WHAT TO DO =
From the beginning of the records through the line that contains "POLYGON ((228 159, 222", substitute "cardigan sleeve" for each occurrence of "sweater sleeve". Write out those lines again with nothing else changed.

EXTRACTED MATERIAL =
────────────────

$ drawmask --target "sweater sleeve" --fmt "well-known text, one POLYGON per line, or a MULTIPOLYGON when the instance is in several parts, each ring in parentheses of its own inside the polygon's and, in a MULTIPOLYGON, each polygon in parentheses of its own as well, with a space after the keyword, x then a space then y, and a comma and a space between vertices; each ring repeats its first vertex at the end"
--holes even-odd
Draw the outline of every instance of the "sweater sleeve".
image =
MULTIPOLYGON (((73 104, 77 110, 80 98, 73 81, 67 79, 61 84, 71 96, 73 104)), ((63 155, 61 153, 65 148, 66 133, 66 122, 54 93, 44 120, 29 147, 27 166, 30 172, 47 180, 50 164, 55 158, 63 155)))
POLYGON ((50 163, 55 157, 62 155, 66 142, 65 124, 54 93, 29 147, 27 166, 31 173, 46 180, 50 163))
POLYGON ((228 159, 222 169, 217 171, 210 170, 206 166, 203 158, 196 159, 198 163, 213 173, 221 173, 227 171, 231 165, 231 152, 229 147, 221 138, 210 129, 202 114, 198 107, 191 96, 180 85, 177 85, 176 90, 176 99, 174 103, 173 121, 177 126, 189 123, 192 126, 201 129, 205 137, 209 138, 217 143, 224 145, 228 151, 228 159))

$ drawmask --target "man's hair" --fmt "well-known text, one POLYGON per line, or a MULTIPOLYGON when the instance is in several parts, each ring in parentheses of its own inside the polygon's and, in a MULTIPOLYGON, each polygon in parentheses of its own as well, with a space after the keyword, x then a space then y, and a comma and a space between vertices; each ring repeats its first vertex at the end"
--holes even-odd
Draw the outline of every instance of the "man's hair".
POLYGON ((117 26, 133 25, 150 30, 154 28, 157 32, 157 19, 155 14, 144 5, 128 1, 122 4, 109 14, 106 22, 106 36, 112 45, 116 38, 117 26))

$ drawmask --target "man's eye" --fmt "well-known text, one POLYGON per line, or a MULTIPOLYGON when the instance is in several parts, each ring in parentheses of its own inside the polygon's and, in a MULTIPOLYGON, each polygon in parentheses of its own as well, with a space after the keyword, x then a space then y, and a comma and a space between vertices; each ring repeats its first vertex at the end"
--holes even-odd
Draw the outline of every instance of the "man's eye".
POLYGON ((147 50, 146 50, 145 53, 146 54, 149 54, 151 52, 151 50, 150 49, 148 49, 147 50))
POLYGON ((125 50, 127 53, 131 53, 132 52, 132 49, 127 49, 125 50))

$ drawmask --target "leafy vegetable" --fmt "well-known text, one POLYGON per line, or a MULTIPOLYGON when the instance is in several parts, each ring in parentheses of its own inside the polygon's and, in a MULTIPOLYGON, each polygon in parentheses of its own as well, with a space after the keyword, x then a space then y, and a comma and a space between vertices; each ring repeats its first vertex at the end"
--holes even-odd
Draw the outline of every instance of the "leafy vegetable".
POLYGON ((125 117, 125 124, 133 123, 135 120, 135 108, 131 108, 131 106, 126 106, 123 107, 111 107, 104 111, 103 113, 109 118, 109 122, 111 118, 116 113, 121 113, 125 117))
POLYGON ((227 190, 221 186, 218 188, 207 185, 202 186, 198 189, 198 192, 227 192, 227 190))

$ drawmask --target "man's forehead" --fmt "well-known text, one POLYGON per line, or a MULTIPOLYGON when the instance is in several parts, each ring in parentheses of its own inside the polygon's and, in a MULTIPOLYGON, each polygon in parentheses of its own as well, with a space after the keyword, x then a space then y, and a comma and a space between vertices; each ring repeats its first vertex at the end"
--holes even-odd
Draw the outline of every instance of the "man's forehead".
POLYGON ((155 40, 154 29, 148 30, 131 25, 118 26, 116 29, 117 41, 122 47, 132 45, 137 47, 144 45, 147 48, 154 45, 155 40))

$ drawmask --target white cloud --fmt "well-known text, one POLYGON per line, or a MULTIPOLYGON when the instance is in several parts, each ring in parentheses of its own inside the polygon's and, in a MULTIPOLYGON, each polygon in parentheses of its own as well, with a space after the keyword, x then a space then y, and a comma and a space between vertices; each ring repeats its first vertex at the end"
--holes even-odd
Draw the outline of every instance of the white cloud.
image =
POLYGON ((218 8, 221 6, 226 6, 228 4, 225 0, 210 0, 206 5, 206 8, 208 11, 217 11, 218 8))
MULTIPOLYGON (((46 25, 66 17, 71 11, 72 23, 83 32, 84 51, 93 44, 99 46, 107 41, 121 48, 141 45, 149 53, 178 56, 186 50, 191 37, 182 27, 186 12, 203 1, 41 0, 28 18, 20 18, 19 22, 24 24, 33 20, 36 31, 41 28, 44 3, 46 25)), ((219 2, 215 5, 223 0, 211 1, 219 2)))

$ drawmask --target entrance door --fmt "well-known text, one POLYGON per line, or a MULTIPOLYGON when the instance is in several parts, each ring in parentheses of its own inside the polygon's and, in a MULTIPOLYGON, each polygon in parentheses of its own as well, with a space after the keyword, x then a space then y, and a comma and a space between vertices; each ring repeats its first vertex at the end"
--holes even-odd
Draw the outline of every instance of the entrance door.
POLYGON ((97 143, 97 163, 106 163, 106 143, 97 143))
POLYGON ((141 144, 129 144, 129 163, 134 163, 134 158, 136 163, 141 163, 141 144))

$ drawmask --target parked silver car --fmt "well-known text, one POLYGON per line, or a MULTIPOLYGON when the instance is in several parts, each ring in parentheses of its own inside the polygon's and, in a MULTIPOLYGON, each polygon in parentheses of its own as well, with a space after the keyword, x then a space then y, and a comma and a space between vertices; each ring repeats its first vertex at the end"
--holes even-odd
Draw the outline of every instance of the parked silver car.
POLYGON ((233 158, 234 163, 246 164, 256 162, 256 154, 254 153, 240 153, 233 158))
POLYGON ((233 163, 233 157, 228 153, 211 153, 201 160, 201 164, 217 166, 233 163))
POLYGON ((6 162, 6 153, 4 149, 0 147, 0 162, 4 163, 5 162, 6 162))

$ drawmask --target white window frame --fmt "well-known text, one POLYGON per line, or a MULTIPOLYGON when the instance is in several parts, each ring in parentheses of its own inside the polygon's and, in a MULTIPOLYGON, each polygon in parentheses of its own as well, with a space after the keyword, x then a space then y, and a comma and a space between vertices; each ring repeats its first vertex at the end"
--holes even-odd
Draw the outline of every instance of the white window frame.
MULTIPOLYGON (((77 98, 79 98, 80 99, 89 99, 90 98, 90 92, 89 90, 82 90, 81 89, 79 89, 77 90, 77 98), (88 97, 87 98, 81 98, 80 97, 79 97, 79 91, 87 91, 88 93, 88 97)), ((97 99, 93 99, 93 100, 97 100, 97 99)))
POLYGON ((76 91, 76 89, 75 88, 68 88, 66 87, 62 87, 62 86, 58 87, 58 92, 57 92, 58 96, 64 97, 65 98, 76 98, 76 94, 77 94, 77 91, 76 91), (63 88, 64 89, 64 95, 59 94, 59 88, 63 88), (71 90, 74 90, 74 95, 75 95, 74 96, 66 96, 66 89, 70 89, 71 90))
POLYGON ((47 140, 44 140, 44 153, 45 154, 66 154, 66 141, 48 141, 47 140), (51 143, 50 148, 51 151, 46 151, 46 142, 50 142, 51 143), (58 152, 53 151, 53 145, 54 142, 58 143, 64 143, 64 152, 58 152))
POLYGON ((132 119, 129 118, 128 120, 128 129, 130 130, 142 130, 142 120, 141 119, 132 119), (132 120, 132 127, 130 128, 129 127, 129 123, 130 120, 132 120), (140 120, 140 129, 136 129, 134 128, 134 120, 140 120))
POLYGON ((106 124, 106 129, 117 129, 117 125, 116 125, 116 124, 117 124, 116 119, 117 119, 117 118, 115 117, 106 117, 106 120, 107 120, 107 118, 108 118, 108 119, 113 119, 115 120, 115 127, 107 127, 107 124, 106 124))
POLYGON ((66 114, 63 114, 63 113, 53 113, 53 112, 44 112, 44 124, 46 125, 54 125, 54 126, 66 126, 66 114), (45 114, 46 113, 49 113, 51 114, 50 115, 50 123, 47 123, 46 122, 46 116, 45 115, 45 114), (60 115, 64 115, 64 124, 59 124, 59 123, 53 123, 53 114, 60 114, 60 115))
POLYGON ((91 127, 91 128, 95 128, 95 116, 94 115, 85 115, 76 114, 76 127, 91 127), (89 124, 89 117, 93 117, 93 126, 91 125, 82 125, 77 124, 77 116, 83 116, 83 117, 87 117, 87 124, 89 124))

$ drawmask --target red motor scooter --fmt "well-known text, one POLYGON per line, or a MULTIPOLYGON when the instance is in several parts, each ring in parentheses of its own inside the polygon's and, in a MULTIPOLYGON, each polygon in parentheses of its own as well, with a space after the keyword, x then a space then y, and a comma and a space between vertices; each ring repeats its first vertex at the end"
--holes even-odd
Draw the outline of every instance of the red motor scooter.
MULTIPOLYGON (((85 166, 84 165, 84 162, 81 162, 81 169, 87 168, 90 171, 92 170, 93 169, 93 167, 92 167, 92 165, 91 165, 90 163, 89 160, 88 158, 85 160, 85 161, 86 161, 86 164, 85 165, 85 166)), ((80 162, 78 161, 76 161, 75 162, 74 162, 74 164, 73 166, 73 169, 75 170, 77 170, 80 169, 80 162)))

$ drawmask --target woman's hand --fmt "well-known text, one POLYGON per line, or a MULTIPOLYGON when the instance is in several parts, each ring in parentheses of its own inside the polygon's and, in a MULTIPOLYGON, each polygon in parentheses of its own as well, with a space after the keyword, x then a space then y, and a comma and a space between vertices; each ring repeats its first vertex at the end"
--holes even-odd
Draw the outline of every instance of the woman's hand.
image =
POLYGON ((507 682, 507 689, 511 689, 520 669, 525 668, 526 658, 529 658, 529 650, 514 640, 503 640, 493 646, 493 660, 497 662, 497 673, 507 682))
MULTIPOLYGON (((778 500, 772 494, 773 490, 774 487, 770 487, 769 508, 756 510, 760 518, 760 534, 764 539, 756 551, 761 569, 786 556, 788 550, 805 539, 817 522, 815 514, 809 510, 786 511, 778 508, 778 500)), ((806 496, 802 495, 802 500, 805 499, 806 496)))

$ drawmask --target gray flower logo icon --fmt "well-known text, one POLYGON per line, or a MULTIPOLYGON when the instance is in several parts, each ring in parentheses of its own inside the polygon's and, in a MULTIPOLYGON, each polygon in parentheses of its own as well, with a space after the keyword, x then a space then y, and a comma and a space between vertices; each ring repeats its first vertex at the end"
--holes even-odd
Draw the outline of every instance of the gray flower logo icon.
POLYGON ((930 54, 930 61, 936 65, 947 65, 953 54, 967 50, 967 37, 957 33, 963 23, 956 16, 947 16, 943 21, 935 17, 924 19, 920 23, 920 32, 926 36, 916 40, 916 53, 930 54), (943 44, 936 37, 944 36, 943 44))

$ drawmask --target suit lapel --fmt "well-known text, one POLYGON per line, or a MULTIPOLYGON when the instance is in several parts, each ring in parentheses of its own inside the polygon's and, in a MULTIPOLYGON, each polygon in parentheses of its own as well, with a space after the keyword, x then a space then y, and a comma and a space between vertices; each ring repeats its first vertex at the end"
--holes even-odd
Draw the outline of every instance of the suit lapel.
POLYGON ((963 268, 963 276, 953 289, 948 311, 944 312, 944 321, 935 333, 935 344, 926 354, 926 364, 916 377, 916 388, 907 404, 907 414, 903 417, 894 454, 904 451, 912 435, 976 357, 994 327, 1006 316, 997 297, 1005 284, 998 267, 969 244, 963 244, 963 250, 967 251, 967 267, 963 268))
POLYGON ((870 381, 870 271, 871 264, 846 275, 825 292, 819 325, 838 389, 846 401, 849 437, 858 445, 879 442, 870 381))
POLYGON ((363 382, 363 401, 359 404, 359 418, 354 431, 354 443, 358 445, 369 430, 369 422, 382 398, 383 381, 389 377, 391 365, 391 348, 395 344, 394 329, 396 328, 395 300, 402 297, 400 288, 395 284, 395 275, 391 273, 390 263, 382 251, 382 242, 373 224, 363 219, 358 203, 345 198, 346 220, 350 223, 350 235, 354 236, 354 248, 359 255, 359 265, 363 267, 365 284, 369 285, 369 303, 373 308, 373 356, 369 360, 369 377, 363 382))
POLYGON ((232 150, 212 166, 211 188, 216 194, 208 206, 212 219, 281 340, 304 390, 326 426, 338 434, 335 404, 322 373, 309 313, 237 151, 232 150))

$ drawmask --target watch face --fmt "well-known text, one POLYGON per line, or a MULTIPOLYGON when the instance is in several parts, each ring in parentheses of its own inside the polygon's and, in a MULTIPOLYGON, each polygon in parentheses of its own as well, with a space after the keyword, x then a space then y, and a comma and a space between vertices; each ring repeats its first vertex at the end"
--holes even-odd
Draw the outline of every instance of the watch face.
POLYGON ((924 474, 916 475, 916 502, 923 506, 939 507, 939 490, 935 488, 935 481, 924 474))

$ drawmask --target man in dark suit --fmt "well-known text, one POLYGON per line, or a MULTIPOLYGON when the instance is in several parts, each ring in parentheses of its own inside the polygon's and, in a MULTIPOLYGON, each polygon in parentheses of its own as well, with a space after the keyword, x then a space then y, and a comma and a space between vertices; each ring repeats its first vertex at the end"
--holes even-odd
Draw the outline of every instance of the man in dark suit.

────────────────

WRITTEN RESPONSE =
$ drawmask --target "cardigan sleeve" --fmt "well-known text, one POLYGON per line, or a MULTIPOLYGON when the instance is in several parts, each ring in parentheses of its own inside the polygon's and, in a MULTIPOLYGON, each polygon in parentheses of its own as well, with a space after the keyword, x then a space then y, and a comma and a space between vertices; each ring repeats its first vertex at the end"
--holes even-odd
Draw the outline of every instance of the "cardigan sleeve".
image =
MULTIPOLYGON (((73 104, 77 110, 80 98, 73 81, 67 79, 61 84, 71 96, 73 104)), ((63 155, 61 153, 65 148, 66 133, 66 122, 54 93, 44 120, 29 147, 27 166, 30 172, 47 180, 50 164, 55 158, 63 155)))
POLYGON ((50 163, 55 157, 62 155, 66 142, 65 124, 54 93, 29 147, 27 166, 31 173, 46 180, 50 163))
POLYGON ((228 159, 222 169, 217 171, 210 170, 206 166, 203 158, 196 159, 198 163, 213 173, 221 173, 227 171, 231 165, 231 152, 229 147, 221 138, 210 129, 202 114, 198 107, 191 96, 180 85, 177 85, 176 90, 176 99, 174 103, 173 121, 177 126, 189 123, 192 126, 201 129, 205 137, 209 138, 217 143, 224 145, 228 151, 228 159))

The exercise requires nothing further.